= List of Albanian inventors and discoverers =

This is a list of Albanian inventors and discoverers. The following incomplete list comprises individuals from Albania, the Albanian diaspora, and those of Albanian heritage who have contributed to the invention, innovation, or discovery of objects, processes, or techniques, either wholly or in part while working locally or abroad. The list is arranged in alphabetical order by surname.

==A==
- Grigor Andoni: Designed and developed Albania's first armored military vehicle, Shota MRAP.

==B==
- Veso Bey: Invented the Gjirokastër alphabet.

==F==
- Carol Folt: Pioneering research on the effects of dietary mercury and arsenic on human and ecosystem health. Her pioneering scientific research profoundly influenced national and global policies, leading to important recommendations on consumption, particularly regarding human health and ecosystem well-being, shaped by dietary factors.

▶ AVAILABLE DATA:
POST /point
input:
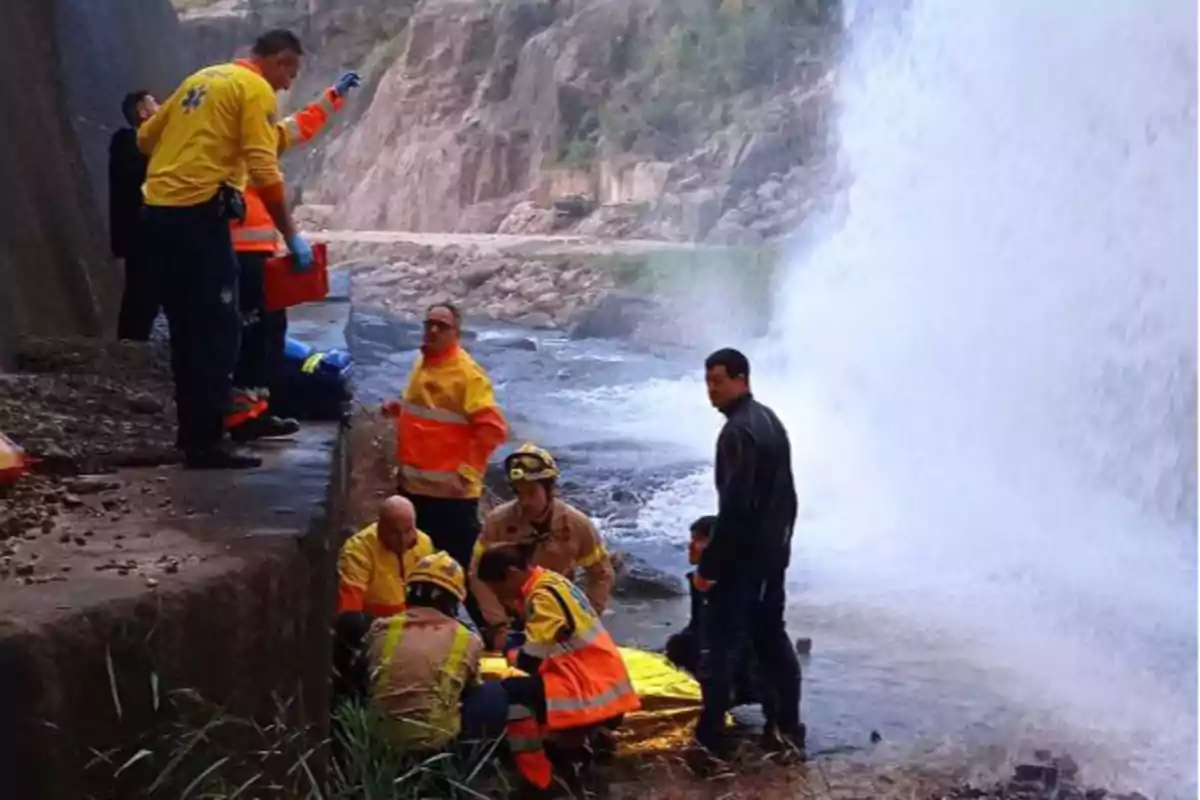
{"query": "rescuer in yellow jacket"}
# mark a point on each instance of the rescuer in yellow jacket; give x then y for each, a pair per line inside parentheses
(220, 119)
(256, 240)
(448, 426)
(375, 563)
(561, 536)
(575, 679)
(424, 667)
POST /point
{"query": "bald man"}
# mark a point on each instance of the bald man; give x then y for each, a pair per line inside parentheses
(373, 561)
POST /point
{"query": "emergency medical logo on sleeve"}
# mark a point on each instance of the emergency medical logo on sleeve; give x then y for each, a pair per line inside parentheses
(193, 98)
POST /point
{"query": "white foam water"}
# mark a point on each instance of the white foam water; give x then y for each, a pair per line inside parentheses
(989, 370)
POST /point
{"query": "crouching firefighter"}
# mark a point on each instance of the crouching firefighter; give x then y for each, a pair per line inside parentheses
(559, 537)
(424, 666)
(575, 681)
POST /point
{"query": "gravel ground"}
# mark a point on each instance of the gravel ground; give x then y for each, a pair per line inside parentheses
(81, 409)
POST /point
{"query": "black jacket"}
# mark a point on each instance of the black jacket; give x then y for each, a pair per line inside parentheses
(126, 174)
(756, 495)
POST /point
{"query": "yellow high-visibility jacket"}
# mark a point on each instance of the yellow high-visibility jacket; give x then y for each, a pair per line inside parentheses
(449, 425)
(421, 661)
(371, 578)
(569, 547)
(217, 120)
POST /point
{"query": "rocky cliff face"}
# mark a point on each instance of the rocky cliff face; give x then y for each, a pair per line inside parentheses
(65, 65)
(533, 115)
(672, 119)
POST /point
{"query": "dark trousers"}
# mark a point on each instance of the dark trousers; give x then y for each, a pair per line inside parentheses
(683, 650)
(139, 299)
(262, 331)
(529, 692)
(453, 524)
(747, 613)
(191, 250)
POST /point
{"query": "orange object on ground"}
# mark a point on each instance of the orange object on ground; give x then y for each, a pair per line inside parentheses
(13, 462)
(283, 287)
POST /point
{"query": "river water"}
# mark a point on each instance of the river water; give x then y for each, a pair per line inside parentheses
(988, 367)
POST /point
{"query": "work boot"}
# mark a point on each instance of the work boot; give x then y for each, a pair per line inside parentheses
(264, 427)
(219, 457)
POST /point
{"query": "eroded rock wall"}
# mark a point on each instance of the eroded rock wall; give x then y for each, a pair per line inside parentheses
(64, 68)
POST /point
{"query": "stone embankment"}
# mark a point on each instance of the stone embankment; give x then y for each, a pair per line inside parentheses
(125, 581)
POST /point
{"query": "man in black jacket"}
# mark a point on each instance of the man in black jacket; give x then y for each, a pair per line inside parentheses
(683, 648)
(126, 174)
(743, 570)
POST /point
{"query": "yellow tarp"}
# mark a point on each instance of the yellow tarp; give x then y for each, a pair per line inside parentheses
(670, 699)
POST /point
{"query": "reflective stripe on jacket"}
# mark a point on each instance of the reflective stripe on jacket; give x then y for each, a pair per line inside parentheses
(449, 425)
(523, 737)
(582, 671)
(257, 234)
(571, 543)
(371, 577)
(421, 660)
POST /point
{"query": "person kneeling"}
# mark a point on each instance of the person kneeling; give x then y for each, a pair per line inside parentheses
(425, 666)
(576, 680)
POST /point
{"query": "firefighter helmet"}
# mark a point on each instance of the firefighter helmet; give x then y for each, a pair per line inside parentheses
(443, 571)
(531, 463)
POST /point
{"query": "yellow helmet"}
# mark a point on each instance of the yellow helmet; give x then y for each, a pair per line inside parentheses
(441, 570)
(531, 463)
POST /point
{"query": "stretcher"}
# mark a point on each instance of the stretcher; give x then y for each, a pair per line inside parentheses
(671, 701)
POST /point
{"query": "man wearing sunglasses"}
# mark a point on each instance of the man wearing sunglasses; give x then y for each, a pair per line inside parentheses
(448, 426)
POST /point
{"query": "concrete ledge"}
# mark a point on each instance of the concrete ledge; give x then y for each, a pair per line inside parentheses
(244, 619)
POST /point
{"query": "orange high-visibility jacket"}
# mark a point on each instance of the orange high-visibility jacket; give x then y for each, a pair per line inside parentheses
(449, 425)
(257, 234)
(581, 667)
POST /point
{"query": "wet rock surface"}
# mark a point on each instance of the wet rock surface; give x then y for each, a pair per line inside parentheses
(535, 293)
(637, 579)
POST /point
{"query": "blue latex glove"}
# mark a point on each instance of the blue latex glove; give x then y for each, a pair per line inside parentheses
(346, 83)
(303, 252)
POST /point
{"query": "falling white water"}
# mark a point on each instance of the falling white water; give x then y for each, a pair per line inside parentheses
(989, 370)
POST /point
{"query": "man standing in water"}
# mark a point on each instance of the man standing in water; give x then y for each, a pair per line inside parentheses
(743, 570)
(448, 426)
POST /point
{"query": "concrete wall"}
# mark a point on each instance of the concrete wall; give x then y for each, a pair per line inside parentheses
(64, 67)
(244, 626)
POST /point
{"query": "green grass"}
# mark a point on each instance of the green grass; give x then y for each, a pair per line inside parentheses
(201, 751)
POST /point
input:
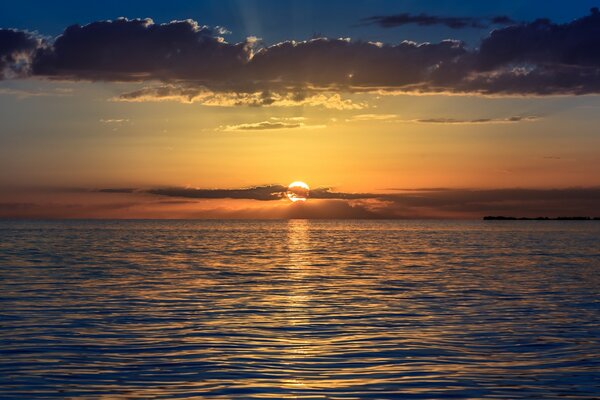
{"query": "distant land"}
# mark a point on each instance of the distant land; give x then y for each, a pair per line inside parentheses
(503, 218)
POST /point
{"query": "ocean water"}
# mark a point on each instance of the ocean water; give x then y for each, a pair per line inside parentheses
(300, 309)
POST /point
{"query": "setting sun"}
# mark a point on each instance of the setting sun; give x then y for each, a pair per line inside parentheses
(298, 191)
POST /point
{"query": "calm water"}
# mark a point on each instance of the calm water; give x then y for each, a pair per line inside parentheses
(300, 309)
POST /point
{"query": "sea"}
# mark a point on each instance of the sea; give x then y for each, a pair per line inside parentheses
(299, 309)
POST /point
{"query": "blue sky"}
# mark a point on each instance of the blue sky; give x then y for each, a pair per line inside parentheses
(134, 118)
(276, 20)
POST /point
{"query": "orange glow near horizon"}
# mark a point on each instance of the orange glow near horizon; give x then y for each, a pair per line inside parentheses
(298, 191)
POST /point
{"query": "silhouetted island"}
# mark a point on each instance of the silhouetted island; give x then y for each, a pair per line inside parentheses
(503, 218)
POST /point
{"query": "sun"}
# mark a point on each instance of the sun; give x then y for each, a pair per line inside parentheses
(298, 191)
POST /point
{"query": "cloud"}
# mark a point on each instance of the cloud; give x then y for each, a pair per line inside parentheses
(266, 192)
(139, 49)
(273, 124)
(454, 121)
(117, 121)
(391, 21)
(16, 51)
(27, 93)
(190, 94)
(372, 117)
(194, 63)
(401, 203)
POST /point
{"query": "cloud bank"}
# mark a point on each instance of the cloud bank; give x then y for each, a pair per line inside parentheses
(392, 21)
(268, 201)
(195, 63)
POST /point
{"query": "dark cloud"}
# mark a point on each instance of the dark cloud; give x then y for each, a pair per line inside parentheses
(16, 50)
(416, 203)
(267, 192)
(139, 49)
(391, 21)
(195, 64)
(322, 204)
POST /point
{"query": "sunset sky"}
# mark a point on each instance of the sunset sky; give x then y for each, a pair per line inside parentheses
(387, 109)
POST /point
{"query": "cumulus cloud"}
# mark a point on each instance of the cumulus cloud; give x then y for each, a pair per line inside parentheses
(139, 49)
(16, 50)
(195, 63)
(391, 21)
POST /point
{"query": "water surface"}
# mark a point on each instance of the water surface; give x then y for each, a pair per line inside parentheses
(299, 309)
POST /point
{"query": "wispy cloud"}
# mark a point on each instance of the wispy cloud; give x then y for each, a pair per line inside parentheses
(372, 117)
(391, 21)
(536, 58)
(455, 121)
(272, 124)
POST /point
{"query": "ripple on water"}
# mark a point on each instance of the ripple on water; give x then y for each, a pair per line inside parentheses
(287, 309)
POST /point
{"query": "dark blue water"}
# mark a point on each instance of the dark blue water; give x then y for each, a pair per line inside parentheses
(300, 309)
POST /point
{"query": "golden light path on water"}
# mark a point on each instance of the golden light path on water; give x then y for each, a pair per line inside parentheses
(299, 309)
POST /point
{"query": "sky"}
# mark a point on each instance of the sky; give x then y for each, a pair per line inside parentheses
(387, 109)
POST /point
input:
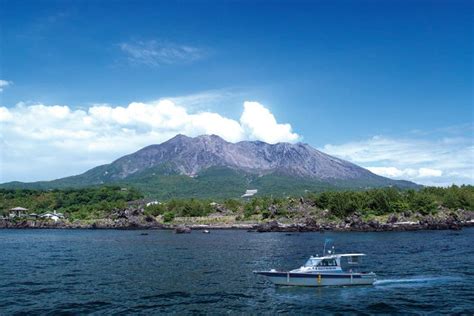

▶ CHECK YOUR UNDERSTANDING:
**1.** According to the list of Albanian inventors, in what order are the entries arranged?
**2.** Switch "diaspora" to "community" in the list of Albanian inventors, and write out the passage that begins at the words "This is a list" and stops after "order by surname.".
The material is from a separate source.

▶ SOLUTIONS:
**1.** They are arranged in alphabetical order by surname.

**2.**
This is a list of Albanian inventors and discoverers. The following incomplete list comprises individuals from Albania, the Albanian community, and those of Albanian heritage who have contributed to the invention, innovation, or discovery of objects, processes, or techniques, either wholly or in part while working locally or abroad. The list is arranged in alphabetical order by surname.